Monday, February 17, 2014

10:14 PM


2nd Class Review



            Minggu yang lalu kita telah membahas mengenai tiga artikel yang harus kita gagas, serta mendiskusikannya. Mr. Lala Bumela mengulas materinya dengan cara menanyakan point-point penting kepada masing-masing mahasiswanya.  Kemudian materi pada pertemuan kedua kemarin lebih mengarah kepada ways of writing, karena writing ini sangatlah kompleks. Sebelumnya Mr. Lala Bumela mengatakan bahwa pada pembelajaran writing semester 4 ini berbasiskan akademik writing. Akademik writing yaitu bagaimana kita mampu untuk mengekspresikan tulisan-tulisan atau teks-teks yang bersifat ilmiah, akademisi, dan bersifat critical thinking. Jadi dewasa ini menulis bukan lagi diartikan sebagai sebuah aktivitas menggerakkan otot-otot tangan, namun lebih dari itu.

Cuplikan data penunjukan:

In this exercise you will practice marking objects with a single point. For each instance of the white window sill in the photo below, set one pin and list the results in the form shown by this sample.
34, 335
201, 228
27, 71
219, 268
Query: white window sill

→ TUGAS YANG DIKERJAKAN:
1. Cetak bagian ulasan perkuliahan menulis mulai dari "2nd Class Review" dan terus hingga "lebih dari itu.".
2. Teruskan ulasan perkuliahan menulis mulai setelah kalimat terakhir yang tertera.
Rekaman ini berasal dari sumber yang berbeda.

→ HASIL PER TUGAS:
1.
2nd Class Review



            Minggu yang lalu kita telah membahas mengenai tiga artikel yang harus kita gagas, serta mendiskusikannya. Mr. Lala Bumela mengulas materinya dengan cara menanyakan point-point penting kepada masing-masing mahasiswanya.  Kemudian materi pada pertemuan kedua kemarin lebih mengarah kepada ways of writing, karena writing ini sangatlah kompleks. Sebelumnya Mr. Lala Bumela mengatakan bahwa pada pembelajaran writing semester 4 ini berbasiskan akademik writing. Akademik writing yaitu bagaimana kita mampu untuk mengekspresikan tulisan-tulisan atau teks-teks yang bersifat ilmiah, akademisi, dan bersifat critical thinking. Jadi dewasa ini menulis bukan lagi diartikan sebagai sebuah aktivitas menggerakkan otot-otot tangan, namun lebih dari itu.

2.
            Ketika kita akan memasuki dunia perkuliahan, maka academic writing ini dianggap sebagai menulis yang cocok untuk diterapkan dikalangan mahasiswa, karena mahasiswa akan terkait dengan penelitian dan penulisan ilmiah. Oleh karena itu untuk membiasakannya mahasiswa dilatih sesering mungkin untuk menulis akademik. Pada saat kita menulis, kita dikondisikan agar tidak hanya membuat tulisan berdasarkan perspektif kita semata, tetapi diharapkan mampu menguraikannya melalui tulisan yang terkait dengan bidang study yang tengah kita palajari.
            Kemudian selain academic writing, menulis juga merupakan critical writing. Maksudnya critical writing ini kita diharapkan untuk tidak sepenuhnya menelan mentah-mentah isi yang ada dalam text, atau dengan kata lain kita tidak sepenuhnya memfokuskan terhadap apa yang ditulis didalam wacana tersebut, tetapi melainkan kita juga harus mampu mengkritisinya, karena apa yang kita baca belum tentu sependapat dengan perspektif kita. Dengan adanya critical writing ini, maka akan melahirkan pembaca yang aktif bukan pasif.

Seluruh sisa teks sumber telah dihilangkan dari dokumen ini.